▼▼▼

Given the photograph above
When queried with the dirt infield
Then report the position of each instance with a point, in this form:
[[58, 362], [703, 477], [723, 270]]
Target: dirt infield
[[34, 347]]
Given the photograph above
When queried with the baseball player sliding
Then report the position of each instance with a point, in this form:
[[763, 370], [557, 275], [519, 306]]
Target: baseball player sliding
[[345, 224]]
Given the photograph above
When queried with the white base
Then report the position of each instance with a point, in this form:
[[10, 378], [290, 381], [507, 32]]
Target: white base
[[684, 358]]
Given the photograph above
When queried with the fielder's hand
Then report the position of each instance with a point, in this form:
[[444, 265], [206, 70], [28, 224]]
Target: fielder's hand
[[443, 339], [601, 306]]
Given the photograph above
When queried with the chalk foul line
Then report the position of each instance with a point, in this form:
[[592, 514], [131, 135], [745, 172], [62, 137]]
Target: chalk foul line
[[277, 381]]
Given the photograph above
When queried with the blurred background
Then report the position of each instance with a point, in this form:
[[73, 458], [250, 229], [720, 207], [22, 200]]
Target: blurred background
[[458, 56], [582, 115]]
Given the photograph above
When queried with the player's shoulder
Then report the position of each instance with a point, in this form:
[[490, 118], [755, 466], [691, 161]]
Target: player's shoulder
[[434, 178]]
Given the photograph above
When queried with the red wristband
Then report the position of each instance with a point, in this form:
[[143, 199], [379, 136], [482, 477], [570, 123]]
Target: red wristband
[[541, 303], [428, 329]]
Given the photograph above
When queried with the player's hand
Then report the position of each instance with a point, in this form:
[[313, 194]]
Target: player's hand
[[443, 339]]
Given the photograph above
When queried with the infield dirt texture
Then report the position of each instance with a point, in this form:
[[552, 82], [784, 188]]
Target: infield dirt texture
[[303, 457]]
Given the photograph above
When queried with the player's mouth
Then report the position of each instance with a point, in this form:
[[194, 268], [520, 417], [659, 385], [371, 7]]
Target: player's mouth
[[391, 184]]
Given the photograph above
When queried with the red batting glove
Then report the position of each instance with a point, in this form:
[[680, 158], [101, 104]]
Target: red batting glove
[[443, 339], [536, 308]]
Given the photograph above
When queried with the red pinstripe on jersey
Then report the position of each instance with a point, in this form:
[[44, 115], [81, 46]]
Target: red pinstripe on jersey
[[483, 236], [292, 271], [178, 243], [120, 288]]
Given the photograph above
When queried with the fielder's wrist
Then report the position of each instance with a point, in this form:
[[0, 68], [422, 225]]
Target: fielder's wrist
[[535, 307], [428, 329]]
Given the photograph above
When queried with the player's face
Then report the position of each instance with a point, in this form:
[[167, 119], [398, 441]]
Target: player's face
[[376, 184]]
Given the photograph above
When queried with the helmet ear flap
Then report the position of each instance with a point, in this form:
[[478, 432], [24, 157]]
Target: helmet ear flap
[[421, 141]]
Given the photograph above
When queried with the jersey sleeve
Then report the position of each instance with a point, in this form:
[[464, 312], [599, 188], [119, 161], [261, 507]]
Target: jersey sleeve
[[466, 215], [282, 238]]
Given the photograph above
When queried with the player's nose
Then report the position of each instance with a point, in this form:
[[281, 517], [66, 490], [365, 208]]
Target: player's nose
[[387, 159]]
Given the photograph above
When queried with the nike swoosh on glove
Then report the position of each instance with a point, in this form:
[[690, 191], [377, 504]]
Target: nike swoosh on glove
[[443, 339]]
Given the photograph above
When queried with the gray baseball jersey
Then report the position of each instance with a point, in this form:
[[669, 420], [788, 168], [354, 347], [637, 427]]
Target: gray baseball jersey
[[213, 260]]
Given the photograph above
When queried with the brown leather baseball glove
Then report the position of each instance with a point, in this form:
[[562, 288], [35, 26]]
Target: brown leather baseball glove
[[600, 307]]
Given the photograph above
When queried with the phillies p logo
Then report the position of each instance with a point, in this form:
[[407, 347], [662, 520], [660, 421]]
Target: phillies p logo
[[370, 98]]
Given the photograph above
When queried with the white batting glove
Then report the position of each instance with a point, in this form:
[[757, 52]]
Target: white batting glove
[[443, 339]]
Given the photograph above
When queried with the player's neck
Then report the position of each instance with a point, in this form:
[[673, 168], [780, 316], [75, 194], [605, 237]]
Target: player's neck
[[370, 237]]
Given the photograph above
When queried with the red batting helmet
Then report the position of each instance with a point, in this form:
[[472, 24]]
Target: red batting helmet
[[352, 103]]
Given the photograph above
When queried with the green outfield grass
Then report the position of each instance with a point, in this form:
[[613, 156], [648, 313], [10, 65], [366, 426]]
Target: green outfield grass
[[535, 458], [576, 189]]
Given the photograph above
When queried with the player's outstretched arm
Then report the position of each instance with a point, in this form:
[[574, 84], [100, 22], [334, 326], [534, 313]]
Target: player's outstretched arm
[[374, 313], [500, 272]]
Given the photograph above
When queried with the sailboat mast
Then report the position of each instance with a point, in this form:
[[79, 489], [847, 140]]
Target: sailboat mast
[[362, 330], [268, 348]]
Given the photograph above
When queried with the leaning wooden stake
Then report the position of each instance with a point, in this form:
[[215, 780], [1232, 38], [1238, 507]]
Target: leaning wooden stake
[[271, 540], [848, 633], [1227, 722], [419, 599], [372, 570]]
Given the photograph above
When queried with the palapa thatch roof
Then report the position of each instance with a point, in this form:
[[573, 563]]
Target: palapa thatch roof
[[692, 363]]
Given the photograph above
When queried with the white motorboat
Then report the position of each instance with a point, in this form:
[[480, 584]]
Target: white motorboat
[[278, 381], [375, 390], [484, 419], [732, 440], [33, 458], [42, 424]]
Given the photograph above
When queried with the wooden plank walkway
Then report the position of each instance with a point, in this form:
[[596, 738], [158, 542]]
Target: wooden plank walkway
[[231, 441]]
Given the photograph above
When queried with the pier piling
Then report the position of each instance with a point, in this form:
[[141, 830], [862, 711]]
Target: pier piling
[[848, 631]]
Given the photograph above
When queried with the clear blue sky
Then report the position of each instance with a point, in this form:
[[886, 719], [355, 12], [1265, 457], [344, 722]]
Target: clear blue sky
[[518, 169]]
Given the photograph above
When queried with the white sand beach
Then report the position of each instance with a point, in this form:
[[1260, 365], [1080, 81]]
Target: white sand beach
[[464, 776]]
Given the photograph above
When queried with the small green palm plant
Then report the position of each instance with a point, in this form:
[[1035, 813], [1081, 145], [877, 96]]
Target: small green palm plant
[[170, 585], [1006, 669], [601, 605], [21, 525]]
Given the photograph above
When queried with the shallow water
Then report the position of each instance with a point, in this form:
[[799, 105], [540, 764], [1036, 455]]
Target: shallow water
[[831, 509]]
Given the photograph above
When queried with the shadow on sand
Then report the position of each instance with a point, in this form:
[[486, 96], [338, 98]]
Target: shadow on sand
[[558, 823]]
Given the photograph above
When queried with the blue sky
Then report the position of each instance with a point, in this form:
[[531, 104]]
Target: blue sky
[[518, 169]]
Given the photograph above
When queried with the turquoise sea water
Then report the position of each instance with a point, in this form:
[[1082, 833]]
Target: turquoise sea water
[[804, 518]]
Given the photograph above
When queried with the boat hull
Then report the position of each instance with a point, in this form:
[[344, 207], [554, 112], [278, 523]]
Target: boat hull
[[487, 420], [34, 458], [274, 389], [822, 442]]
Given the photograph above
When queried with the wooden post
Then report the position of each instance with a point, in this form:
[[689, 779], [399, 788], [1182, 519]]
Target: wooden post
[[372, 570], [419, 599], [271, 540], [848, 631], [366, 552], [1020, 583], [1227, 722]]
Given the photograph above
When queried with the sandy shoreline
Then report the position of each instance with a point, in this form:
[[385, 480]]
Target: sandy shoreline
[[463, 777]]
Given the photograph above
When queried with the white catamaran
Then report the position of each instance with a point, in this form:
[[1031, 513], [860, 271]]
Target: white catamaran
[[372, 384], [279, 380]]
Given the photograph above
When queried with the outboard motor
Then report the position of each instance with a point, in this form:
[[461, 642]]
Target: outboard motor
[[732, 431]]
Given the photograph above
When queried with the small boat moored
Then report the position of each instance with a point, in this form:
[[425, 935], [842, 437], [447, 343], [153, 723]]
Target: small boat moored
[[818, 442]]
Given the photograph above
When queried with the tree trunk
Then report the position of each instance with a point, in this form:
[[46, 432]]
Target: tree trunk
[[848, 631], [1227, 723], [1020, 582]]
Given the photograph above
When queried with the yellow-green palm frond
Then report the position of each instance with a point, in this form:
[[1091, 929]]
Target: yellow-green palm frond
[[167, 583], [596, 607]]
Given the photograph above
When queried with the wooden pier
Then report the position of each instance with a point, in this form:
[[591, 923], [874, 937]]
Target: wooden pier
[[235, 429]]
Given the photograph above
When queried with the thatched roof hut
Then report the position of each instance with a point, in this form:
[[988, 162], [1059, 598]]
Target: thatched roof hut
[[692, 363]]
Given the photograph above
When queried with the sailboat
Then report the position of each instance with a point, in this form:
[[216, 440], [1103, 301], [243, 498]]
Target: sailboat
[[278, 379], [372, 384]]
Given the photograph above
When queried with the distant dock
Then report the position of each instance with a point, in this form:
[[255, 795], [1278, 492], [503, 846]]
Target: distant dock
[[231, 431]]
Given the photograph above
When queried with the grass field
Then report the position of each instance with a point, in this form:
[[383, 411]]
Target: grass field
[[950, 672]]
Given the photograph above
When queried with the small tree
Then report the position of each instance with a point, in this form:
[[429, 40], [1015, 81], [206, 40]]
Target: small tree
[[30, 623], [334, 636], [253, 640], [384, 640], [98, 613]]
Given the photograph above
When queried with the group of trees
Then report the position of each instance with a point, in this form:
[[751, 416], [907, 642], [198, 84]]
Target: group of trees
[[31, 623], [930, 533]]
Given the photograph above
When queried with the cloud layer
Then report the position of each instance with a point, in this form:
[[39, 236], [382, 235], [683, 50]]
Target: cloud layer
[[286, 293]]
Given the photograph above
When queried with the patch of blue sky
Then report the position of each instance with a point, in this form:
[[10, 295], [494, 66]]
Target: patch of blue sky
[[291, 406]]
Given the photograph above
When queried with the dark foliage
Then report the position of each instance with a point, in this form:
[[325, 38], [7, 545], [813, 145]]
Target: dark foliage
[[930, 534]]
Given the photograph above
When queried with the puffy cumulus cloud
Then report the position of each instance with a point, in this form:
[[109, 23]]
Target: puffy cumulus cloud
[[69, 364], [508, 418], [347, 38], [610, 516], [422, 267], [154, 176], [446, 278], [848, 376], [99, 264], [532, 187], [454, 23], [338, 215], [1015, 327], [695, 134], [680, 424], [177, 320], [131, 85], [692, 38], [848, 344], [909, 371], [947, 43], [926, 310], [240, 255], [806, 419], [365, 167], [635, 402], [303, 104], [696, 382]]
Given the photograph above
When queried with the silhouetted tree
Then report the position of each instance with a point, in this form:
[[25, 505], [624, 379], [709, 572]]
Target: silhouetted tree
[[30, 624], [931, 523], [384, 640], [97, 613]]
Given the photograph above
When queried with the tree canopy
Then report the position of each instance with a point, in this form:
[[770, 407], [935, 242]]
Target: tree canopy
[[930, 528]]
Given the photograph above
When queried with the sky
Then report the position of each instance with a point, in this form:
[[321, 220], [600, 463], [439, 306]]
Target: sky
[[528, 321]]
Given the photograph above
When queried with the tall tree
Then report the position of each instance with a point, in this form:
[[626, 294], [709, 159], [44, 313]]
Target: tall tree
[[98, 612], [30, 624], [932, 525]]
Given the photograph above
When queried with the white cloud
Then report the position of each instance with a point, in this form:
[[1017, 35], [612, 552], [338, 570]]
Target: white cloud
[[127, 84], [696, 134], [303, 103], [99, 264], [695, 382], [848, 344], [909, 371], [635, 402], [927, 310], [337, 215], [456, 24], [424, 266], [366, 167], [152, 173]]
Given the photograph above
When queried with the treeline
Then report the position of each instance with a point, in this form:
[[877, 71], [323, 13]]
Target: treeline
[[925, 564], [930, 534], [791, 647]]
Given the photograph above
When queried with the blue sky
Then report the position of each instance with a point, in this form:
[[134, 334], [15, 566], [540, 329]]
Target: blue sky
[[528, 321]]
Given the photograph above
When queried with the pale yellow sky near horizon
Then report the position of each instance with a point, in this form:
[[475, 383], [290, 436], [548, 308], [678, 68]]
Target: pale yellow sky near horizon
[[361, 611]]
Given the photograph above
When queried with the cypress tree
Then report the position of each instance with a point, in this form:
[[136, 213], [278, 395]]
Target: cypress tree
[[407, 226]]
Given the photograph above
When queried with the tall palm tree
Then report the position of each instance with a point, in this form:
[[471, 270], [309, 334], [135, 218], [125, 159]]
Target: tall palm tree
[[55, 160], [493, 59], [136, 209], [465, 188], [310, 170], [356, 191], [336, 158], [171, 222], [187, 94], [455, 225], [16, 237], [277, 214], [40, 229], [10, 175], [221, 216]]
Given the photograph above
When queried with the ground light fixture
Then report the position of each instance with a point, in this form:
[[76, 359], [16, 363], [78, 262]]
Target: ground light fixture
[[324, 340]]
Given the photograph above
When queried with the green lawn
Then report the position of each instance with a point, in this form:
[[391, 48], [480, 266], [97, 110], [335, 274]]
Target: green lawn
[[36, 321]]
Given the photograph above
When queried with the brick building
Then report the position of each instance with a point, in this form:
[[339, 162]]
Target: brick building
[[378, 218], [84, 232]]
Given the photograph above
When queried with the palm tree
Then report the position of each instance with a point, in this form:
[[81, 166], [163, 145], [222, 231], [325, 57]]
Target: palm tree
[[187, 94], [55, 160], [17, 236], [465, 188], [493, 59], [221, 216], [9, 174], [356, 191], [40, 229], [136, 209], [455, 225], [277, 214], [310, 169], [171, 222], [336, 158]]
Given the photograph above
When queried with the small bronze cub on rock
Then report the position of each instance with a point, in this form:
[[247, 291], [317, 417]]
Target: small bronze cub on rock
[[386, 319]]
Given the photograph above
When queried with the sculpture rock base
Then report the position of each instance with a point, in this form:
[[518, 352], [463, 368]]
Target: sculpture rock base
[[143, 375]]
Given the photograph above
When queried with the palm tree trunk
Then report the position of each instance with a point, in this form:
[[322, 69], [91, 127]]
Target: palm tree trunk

▲▲▲

Using the entries above, output exactly the lines between the line holding "[[757, 52]]" and the line holding "When queried with the sailboat mast", end lines included, and nothing more.

[EXERCISE OUTPUT]
[[757, 52]]
Target: white batting glove
[[443, 339]]
Given the photograph above
When queried with the player's neck
Then report the position of each instance with a point, in this form:
[[673, 168], [780, 316], [75, 194], [605, 237]]
Target: player's neck
[[370, 237]]
Given the photograph above
When queried with the red batting helmet
Then report the position of each instance with a point, in this form:
[[472, 24]]
Target: red batting helmet
[[352, 103]]
Given the photograph above
When queried with the green outfield grass
Then report the position of each instance with a point, in this form:
[[613, 156], [648, 313], [10, 65], [366, 426]]
Target: green outfield grass
[[535, 458], [576, 189]]
Given the photograph above
When queried with the player's outstretched arm
Then report the position of each instance with a point, in this form:
[[574, 84], [100, 22], [334, 326], [534, 313]]
Target: player's outstretched arm
[[374, 313], [500, 272]]
Given the photograph above
When queried with the sailboat mast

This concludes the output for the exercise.